> WORK TO BE COMPLETED:
Copy out the listing from the line containing "Put a point on every instance of the green jersey" through the line containing "<point>376,178</point>", and add 131 to both the x and y coordinates of every answer point. Leave the coordinates in the labeling requests and their format samples unchanged.

__________________________________________________

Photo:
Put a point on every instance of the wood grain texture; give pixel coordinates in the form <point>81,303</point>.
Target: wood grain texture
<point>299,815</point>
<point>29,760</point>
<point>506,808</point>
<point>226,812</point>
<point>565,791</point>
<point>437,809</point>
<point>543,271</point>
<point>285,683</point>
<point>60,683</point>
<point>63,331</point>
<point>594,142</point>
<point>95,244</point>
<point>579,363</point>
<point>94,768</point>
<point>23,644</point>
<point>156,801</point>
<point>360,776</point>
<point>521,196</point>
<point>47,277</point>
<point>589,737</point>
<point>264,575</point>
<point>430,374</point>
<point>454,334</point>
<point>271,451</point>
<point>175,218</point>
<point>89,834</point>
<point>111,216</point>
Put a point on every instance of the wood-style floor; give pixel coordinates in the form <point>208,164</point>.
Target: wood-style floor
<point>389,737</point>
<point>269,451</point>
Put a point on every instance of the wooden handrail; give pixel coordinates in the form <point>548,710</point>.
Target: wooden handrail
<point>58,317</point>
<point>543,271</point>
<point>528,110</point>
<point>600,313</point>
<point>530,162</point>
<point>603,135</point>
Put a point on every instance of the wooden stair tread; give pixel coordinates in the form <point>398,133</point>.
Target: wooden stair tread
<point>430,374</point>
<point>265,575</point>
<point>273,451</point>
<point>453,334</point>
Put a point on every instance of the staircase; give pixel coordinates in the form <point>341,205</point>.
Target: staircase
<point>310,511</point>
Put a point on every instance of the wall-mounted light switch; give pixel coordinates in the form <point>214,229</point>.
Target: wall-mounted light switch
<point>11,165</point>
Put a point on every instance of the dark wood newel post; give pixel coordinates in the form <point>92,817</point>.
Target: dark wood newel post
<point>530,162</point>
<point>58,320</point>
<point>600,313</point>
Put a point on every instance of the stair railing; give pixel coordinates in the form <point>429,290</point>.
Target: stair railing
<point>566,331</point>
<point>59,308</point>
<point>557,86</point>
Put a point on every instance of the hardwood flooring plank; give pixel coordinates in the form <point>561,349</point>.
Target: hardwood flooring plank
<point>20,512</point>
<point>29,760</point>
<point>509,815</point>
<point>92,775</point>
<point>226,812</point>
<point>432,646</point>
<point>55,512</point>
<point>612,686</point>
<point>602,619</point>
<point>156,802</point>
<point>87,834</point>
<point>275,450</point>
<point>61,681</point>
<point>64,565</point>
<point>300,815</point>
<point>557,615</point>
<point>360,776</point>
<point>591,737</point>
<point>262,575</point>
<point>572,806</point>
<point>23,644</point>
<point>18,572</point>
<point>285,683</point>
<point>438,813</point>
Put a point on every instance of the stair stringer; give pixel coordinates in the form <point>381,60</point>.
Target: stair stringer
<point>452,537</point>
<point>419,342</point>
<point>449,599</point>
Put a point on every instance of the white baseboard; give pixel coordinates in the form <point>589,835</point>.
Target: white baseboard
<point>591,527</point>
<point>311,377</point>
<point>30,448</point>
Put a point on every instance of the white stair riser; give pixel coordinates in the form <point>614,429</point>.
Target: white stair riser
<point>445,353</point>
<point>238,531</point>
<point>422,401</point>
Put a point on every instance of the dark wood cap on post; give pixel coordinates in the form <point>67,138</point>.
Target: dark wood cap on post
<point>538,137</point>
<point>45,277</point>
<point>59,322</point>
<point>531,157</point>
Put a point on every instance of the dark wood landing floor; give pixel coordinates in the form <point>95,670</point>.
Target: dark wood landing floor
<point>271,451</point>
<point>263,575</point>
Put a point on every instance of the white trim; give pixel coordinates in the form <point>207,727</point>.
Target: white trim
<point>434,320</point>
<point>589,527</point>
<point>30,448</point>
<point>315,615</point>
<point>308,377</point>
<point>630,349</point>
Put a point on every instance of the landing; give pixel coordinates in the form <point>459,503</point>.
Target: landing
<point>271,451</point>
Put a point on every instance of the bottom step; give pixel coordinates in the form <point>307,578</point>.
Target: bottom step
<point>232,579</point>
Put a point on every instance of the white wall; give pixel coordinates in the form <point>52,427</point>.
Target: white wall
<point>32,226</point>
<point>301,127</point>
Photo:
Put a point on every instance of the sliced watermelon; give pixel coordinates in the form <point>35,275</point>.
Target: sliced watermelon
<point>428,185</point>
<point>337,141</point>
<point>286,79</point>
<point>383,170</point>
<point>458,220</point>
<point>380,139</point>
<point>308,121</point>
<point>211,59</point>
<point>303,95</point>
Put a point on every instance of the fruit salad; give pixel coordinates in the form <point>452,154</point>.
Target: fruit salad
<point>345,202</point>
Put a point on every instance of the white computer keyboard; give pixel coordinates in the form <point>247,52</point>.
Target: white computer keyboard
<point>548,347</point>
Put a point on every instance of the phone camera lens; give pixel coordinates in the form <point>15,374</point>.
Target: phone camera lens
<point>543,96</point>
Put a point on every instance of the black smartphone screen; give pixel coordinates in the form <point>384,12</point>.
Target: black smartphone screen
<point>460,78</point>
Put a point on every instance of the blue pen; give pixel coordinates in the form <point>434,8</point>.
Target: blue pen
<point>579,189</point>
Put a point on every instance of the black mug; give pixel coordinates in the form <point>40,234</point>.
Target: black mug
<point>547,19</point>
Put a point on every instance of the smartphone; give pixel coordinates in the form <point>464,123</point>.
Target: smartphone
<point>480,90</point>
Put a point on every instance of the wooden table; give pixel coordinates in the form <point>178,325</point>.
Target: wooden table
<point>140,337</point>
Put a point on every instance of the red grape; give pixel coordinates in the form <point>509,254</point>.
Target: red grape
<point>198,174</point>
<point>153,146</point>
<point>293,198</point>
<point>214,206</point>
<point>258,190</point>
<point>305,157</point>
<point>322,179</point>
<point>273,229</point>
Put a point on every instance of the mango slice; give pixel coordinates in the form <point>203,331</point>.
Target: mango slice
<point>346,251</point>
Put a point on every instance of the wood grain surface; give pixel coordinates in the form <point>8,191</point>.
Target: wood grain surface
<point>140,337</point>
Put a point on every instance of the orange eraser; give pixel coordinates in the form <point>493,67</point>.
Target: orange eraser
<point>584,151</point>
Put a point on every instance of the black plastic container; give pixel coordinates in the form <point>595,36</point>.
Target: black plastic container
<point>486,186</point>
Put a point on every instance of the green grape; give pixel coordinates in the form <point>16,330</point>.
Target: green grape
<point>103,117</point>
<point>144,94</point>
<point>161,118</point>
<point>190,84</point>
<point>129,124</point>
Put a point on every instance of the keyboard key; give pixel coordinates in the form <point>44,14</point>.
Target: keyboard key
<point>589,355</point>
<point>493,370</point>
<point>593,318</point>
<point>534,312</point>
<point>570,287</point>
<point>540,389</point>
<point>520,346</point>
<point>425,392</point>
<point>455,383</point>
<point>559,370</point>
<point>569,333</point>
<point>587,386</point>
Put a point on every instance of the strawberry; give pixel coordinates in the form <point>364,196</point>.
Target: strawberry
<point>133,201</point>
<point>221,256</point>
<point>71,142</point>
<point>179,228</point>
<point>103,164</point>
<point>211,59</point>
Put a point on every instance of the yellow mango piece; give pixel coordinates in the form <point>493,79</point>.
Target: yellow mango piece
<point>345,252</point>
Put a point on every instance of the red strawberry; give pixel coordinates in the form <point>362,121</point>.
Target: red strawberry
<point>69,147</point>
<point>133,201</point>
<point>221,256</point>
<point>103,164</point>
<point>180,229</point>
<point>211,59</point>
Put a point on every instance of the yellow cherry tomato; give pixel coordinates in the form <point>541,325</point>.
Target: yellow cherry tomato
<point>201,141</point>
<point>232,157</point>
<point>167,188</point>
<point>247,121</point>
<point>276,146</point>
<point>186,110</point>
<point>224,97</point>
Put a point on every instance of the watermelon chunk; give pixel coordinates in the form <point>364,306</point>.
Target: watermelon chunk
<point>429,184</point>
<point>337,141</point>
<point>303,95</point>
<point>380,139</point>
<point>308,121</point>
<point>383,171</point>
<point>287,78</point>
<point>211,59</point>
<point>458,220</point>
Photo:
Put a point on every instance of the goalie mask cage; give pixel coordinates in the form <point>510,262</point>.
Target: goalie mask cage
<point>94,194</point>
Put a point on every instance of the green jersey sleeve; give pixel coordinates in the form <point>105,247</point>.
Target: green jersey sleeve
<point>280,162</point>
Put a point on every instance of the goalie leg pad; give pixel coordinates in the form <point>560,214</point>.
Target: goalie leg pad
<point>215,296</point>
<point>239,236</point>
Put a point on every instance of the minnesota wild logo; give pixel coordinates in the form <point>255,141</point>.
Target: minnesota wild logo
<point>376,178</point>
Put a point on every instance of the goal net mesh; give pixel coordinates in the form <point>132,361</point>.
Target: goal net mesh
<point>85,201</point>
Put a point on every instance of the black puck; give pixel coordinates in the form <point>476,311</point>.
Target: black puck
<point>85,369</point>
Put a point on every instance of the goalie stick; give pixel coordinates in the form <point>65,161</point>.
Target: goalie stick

__________________________________________________

> FINISHED EXERCISE:
Put a point on every instance of the green jersey sleeve; give pixel coordinates in the form <point>105,247</point>.
Target: green jersey sleeve
<point>411,293</point>
Put a point on every instance of the goalie leg pad; give pixel coordinates in the form <point>560,214</point>.
Target: goalie leg pad
<point>346,427</point>
<point>370,367</point>
Put a point on every instance of the minnesota wild logo; give pixel coordinates in the form <point>255,141</point>.
Target: minnesota wild logo
<point>507,309</point>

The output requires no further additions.